Celui que l'on a appelé méchamment “ un Rachmaninov sans les mélodies ” démontre qu'il vaut beaucoup mieux que sa réputation. Prokina n'y est pas pour rien et on mesure d'entrée ses qualités vocales et son assurance au choix d'une pièce si périlleuse à mettre en place, surtout pour ouvrir un récital.
Le cycle de Prokofiev sur les poèmes d'Anna Akhmatova date de 1916. Il a été illustré par le passé par Galina Vichnievskaïa. Elena Prokina se montre une parfaite héritière de la grande soprano par son contrôle vocal et la vision dépouillée des textes de la grande poétesse russe.
Le sommet de ce récital fut, sans aucun doute, les Satires de Sasha Tchorny mises en musique par Dimitri Chostakovitch. D'abord symphoniste, Chostakovitch n'a que peu écrit pour la voix. Mais en 1960, il compose ce cycle de mélodies radicales par leur contenu, pour son amie Galina Vichnievskaïa.
La censure soviétique aveugle laissa passer cette oeuvre après l'addition du sous-titre : Images du passé, suggéré par la soprano. Quarante ans plus tard, le cycle n'a rien perdu de sa fraîcheur et de son audace. Chostakovitch a écrit spécifiquement ces mélodies pour le grand soprano dramatique qu'est Vichnievskaïa mais aussi ses qualités de comédienne.

- - - -

(Consigne a): Recopiez sans rien changer les lignes de données, de la toute première jusqu'à celle qui contient « 338 56 L 251 », cette dernière comprise.
Le texte et les lignes de données n'ont aucun lien entre eux.

- - - -

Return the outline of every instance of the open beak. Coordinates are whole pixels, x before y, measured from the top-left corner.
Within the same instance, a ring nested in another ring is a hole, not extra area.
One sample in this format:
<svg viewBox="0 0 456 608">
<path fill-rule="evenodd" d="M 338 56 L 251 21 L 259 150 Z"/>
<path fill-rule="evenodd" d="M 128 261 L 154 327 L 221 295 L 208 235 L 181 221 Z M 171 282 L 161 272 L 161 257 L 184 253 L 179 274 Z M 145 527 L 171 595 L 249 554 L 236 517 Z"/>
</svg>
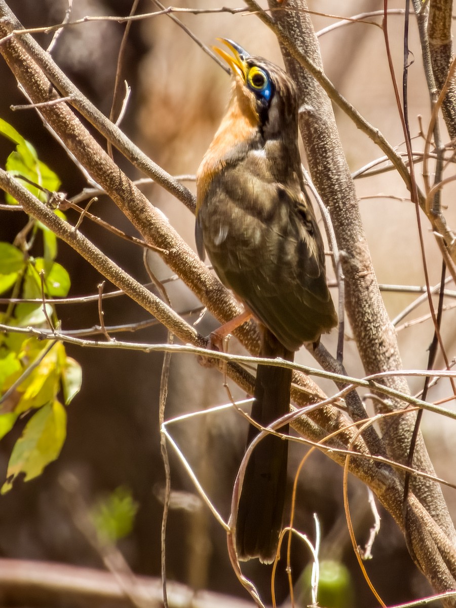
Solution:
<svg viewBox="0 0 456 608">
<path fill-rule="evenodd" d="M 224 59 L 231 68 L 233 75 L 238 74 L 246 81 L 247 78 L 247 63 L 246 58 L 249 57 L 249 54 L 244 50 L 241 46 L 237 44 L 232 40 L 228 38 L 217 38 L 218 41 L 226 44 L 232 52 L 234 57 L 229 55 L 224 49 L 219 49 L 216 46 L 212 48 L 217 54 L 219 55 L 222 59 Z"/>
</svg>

- - - -

(Consigne b): Écrivez la suite du texte sur le récital d'Elena Prokina, en reprenant après sa dernière phrase.

(Réponse attendue a):
Return the outline of every instance of the open beak. Coordinates are whole pixels, x before y, measured from the top-left corner.
Within the same instance, a ring nested in another ring is a hole, not extra area.
One sample in this format:
<svg viewBox="0 0 456 608">
<path fill-rule="evenodd" d="M 338 56 L 251 21 L 259 150 Z"/>

(Réponse attendue b):
Décidément à la hauteur de son aînée, Prokina maîtrise les exigences vocales de Chostakovitch du parlando au cri avec aisance. Elle vit chaque personnage en tragédienne. Elle est ce poète effrayé par la passion et ce logeur soudain pris par le démon de midi. Les Descendants furent trissés par le public moscovite lors de la création en 1961.
On comprend l'enthousiasme de ces Soviétiques en entendant une description si juste de leurs conditions de vie. L'allusion au garde-manger vide de toutes victuailles reste malheureusement d'actualité pour les Russes contemporains. Ce peuple n'en est que plus grand à nourrir des interprètes de la classe d'Elena Prokina.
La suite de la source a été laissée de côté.